• _PAGE EXTRACT_

Mildred Russell SBAC appointee

Long-time Gainesville resident Mildred Russell was appointed to the SBAC District 2 position Wednesday. 

After a two-month search, Florida Gov. Ron DeSantis appointed Mildred Russell to fill the Alachua County School Board vacancy on Wednesday.

Russell, a 36-year resident of school board District 2, will serve in the role until next year’s special election to finish the four-year term of Diyonne McGraw, who was elected in 2020 but lived just outside the district boundary. Russell is an ordained minister who has been active in Republican politics for three decades.  

On Wednesday, hours after her appointment, Russell spoke with Mainstreet Daily News about her background and plans for her new role. This interview has been lightly edited for length and clarity. 

J.C. DERRICK: How long have you lived in Gainesville? 

MILDRED RUSSELL: Thirty-nine years. We moved here before our son was born. We decided to settle here. We’ve lived in the same house for 36 years. 

JD: Where did you grow up? 

MR: Paducah, Kentucky. It was a wonderful place to grow up. 

JD: How many children do you have? 

MR: Two. Our daughter died three years ago. Our son lives here in Gainesville. 

JD: Grandchildren? 

MR: One, my son’s 13-year-old daughter. She goes to Alachua Learning Center in Alachua—and she’s delightful.    

JD: How have you gotten to know the district over the years?

MR: Our daughter went to Buchholz High School. At the time we were zoned for Gainesville High, and our son had taken a class there. Our daughter wanted to go to Academy of Entrepreneurship at Buchholz. I got to know the schools at that time. I need to reacquaint myself with them. I'm looking forward to that.

JD: You also homeschooled some years?

MR: Yes, our son took one class at Gainesville High when he was in high school [but was otherwise home educated]. Then he dual enrolled at Santa Fe College. Our daughter wanted the full high school experience, so she was homeschooled through the ninth grade and graduated from Buchholz.

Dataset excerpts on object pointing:
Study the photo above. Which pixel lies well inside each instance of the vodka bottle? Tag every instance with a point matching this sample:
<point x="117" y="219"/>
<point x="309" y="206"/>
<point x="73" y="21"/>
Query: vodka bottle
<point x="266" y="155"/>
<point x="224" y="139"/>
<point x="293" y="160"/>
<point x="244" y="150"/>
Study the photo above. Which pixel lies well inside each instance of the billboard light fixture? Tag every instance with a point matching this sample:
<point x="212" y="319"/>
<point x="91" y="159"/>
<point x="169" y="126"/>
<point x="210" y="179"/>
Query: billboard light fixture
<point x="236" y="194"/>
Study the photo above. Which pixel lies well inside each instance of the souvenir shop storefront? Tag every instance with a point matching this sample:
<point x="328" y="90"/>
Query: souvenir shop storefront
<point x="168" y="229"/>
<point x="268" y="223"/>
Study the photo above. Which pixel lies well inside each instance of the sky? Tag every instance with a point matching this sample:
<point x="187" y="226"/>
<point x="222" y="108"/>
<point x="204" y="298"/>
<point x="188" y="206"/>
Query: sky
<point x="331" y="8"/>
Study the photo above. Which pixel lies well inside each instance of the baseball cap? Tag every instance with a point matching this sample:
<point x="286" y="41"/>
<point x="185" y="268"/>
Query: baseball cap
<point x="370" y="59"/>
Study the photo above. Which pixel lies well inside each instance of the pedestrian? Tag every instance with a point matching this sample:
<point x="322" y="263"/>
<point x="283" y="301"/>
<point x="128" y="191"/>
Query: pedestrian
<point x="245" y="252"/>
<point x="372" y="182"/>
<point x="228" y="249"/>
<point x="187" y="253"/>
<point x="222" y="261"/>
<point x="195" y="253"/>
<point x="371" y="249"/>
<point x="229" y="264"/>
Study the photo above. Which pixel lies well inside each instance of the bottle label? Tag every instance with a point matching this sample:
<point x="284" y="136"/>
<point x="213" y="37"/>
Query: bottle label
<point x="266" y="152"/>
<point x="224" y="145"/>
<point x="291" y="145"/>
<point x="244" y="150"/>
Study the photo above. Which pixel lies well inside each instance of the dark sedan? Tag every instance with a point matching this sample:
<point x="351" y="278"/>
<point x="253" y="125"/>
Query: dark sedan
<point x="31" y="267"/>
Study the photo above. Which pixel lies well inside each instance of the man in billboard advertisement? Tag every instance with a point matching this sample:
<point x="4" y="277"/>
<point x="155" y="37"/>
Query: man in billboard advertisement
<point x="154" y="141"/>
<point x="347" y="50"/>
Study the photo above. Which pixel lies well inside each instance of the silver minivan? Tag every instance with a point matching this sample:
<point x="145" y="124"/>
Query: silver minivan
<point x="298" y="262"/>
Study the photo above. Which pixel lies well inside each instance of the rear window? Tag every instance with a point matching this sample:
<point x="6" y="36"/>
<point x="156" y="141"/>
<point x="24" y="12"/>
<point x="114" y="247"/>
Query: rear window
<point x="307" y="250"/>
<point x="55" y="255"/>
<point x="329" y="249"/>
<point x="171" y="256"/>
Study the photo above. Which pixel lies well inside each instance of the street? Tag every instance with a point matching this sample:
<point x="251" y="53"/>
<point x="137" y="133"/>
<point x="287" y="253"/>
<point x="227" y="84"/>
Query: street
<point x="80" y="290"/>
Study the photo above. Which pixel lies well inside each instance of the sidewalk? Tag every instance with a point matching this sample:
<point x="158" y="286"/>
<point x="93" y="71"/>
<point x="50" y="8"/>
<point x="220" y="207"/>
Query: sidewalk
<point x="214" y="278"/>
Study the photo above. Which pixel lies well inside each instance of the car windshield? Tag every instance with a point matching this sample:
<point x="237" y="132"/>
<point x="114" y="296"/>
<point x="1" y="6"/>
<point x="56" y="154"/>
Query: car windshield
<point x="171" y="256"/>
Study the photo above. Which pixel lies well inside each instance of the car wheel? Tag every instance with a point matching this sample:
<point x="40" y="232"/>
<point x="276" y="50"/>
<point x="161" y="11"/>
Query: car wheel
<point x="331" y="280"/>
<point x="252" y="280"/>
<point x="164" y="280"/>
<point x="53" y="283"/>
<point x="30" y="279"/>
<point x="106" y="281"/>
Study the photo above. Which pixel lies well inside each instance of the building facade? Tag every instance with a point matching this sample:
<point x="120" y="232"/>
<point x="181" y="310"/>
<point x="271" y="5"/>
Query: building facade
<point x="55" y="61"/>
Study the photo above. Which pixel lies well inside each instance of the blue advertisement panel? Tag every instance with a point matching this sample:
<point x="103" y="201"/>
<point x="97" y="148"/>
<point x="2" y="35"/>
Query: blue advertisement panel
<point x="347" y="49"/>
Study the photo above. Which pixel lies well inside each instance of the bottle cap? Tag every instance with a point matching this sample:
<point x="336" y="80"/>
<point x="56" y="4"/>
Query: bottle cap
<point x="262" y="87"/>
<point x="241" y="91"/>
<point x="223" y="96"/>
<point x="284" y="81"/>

• _WHAT THE EXERCISE ASKS_
Answer these questions from the interview with Mildred Russell:
(a) Where did Russell grow up?
(b) For how many years has Russell lived in the same house?
(c) At which college did Russell's son dual enroll?

• _TASK RESULT_
(a) Paducah, Kentucky
(b) 36 years
(c) Santa Fe College